## Records from a point-labeling set
□ □ □ □ □ □ □

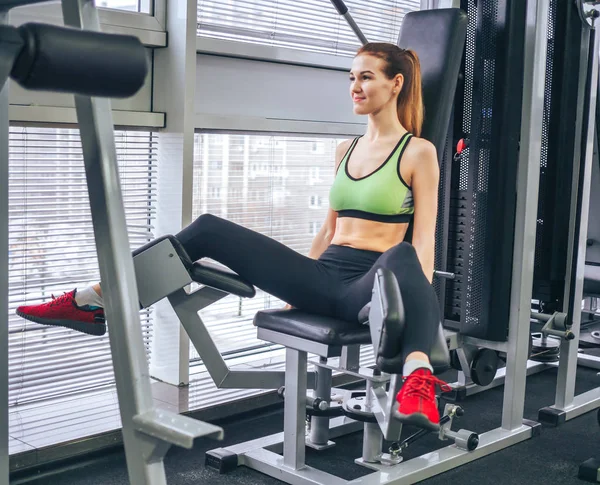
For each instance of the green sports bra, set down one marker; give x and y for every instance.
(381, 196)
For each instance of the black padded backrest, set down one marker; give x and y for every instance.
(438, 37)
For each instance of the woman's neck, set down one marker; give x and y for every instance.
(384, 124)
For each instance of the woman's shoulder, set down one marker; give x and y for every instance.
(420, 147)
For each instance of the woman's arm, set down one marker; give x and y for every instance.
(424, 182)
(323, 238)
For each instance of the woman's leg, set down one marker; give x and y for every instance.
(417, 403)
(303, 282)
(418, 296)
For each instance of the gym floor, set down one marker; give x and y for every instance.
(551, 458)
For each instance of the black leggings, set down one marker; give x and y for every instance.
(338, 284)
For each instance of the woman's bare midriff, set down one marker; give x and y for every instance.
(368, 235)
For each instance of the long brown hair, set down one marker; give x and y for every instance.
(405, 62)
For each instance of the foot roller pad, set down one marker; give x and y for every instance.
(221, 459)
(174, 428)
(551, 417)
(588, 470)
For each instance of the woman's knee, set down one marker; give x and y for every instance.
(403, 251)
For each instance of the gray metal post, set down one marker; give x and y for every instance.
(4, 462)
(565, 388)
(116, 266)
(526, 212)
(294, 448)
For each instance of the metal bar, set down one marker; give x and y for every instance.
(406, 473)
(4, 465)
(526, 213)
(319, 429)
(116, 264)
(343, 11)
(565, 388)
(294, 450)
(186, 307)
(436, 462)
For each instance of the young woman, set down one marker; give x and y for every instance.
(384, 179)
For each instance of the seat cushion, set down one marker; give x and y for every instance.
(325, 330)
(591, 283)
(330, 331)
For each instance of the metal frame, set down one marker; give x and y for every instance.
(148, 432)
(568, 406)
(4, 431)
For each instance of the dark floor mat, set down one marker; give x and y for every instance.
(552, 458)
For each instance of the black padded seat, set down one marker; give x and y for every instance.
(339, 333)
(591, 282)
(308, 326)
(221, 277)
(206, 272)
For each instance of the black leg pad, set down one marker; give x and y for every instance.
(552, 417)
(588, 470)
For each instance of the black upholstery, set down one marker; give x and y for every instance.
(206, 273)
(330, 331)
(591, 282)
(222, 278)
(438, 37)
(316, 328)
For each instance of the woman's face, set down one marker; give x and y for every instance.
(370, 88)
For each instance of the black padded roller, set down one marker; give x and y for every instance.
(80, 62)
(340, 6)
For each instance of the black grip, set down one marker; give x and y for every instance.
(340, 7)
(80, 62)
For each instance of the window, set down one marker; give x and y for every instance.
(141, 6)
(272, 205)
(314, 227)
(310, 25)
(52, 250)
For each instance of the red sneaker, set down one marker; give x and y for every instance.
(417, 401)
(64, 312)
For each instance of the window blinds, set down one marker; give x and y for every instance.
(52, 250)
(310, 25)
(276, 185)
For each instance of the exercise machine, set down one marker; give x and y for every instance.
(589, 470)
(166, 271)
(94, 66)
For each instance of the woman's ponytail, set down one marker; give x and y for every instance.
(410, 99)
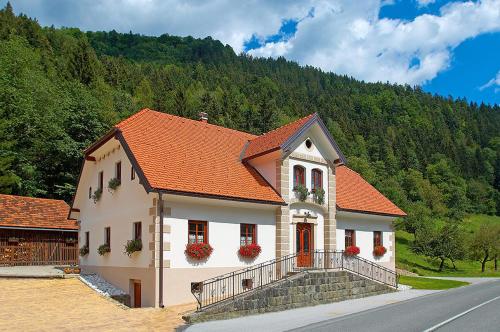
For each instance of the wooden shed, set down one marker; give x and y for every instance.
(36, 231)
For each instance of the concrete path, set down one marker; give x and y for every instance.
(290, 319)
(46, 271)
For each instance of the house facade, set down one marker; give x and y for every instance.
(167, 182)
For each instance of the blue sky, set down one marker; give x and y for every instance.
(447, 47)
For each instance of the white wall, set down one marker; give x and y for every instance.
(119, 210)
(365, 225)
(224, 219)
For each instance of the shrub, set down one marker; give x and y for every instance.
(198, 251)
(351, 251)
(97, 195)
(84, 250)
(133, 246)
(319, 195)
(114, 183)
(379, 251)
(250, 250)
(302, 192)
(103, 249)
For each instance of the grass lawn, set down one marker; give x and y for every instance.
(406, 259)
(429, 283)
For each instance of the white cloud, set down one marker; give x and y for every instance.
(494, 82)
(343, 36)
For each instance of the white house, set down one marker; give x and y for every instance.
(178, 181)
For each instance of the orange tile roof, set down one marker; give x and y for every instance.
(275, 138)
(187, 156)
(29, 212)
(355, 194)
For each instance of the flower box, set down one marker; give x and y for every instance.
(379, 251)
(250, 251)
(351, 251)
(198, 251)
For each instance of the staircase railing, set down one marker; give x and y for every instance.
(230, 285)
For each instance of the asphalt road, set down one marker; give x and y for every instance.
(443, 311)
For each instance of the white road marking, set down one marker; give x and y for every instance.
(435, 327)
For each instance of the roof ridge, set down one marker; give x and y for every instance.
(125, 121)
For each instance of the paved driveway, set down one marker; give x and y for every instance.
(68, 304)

□ □ □ □ □ □ □

## Task requirements
Rewrite all of the records above, replacing "set down one marker" with "place a single point" and changing nothing else. Omit the pictures from your version.

## The solution
For each instance of the green sports bra, place a single point; give x and y for every instance.
(381, 196)
For each instance of the black padded backrest, place a single point; give x and y for every instance.
(438, 37)
For each instance of the woman's neck, place a single point; give x and y for every instance.
(384, 124)
For each instance of the woman's shoulder, place a single point; give x and y for every instance.
(420, 147)
For each instance of the woman's arm, place a single point; give x and y for every instance.
(424, 182)
(323, 238)
For each instance of the woman's leg, place a single point; give x and y for every instance.
(417, 403)
(303, 282)
(418, 296)
For each instance of the gym floor, place a single point; give x and y for every instance.
(551, 458)
For each instance of the black leggings, place a single point; give x and y for every instance.
(338, 284)
For each instance of the woman's bare midriff, place a single point; give x and y for every instance.
(368, 235)
For each instance of the long brown hair, place a single point; give x and y for every instance.
(405, 62)
For each instance of the foot roller pad, place a single point; give x and y for every instance.
(221, 459)
(174, 428)
(551, 417)
(588, 470)
For each instance of the woman's knee, place a single point; give x and y for every instance.
(403, 251)
For each instance of the gray metal post, place a single point; give x and y for every instance.
(4, 462)
(565, 388)
(116, 266)
(526, 212)
(294, 448)
For each instance of the metal bar, place a single point; give x and y for every instance.
(406, 473)
(4, 465)
(526, 213)
(319, 429)
(116, 264)
(343, 11)
(565, 388)
(294, 450)
(186, 307)
(436, 462)
For each instance of the young woman, place a single point; give x and y for every instance.
(384, 179)
For each instance of the seat cushion, place a single point; give x and y for every instance.
(325, 330)
(591, 283)
(330, 331)
For each instance of the metal frame, place a single point; give x and y for every instance.
(148, 432)
(568, 406)
(4, 431)
For each instance of the dark floor mat, place a single point; give x and y for every instance.
(552, 458)
For each instance of the black padded seat, place a single point; give x and y for every instance.
(339, 333)
(591, 282)
(308, 326)
(221, 277)
(206, 272)
For each instance of the black leg pad, place a single point; give x and y for every instance.
(552, 417)
(588, 470)
For each instance of the black upholstery, place a single point; give x and y for every instance.
(206, 273)
(330, 331)
(591, 282)
(222, 278)
(438, 37)
(316, 328)
For each instance of the woman's face, place a single point; give x and y for every instance.
(370, 88)
For each instance of the black padded roller, place a single point; give x and y for every instance.
(80, 62)
(340, 6)
For each instance of the black grip, place a single point; give x and y for every instance.
(340, 7)
(80, 62)
For each instance of the window, place a single point; give x and y for every instance.
(141, 6)
(272, 205)
(314, 227)
(310, 25)
(52, 250)
For each instance of the red sneaker, place a single point; give x and y for every instance.
(417, 401)
(64, 312)
For each instance of the window blinds, place a single point; give x and y for every instance.
(52, 250)
(310, 25)
(276, 185)
For each instance of the exercise machine, place a single point; give x and y for every instance.
(589, 470)
(166, 271)
(94, 66)
For each instance of the woman's ponytail, place a single point; give x and y for every instance.
(410, 99)
For each instance of the wooden shed, place a single point; give x and y for every instance.
(36, 231)
For each instance of the concrete path, place a single point; give x and y for every instance.
(290, 319)
(46, 271)
For each instance of the house facade, place a single point; give x and y for every instance.
(167, 182)
For each instance of the blue sky, place a single point; give x and y for every instance.
(447, 47)
For each instance of the white wall, place a single point; give x and y for every instance.
(119, 210)
(365, 225)
(224, 219)
For each instance of the shrub, place a single point; give x and y for every instance.
(198, 251)
(351, 251)
(97, 195)
(84, 250)
(133, 246)
(319, 195)
(114, 183)
(379, 251)
(250, 250)
(302, 192)
(103, 249)
For each instance of the grass lawn, place a single point; give x and y for every instance.
(406, 259)
(429, 283)
For each instance of the white cloud, place a single point; give x and y for every instance.
(494, 82)
(343, 36)
For each instance of the white house, place a single point; give x and y for every instance.
(178, 181)
For each instance of the orange tile roof, place a single point; give x and y for every instance.
(275, 138)
(187, 156)
(29, 212)
(355, 194)
For each instance of the flower box, place a single point; give x and y for every instance.
(379, 251)
(250, 251)
(351, 251)
(198, 251)
For each instance of the staircase railing, place a single point; give x and y for every instance.
(230, 285)
For each instance of the asphalt road, place a single point; give x and y for every instance.
(443, 311)
For each instance of the white road marking, place a single point; give x and y for every instance.
(435, 327)
For each instance of the roof ridge, place a single point; give x and y for every instance.
(125, 121)
For each instance of the paved driveway, place a single point; give x and y for every instance.
(68, 304)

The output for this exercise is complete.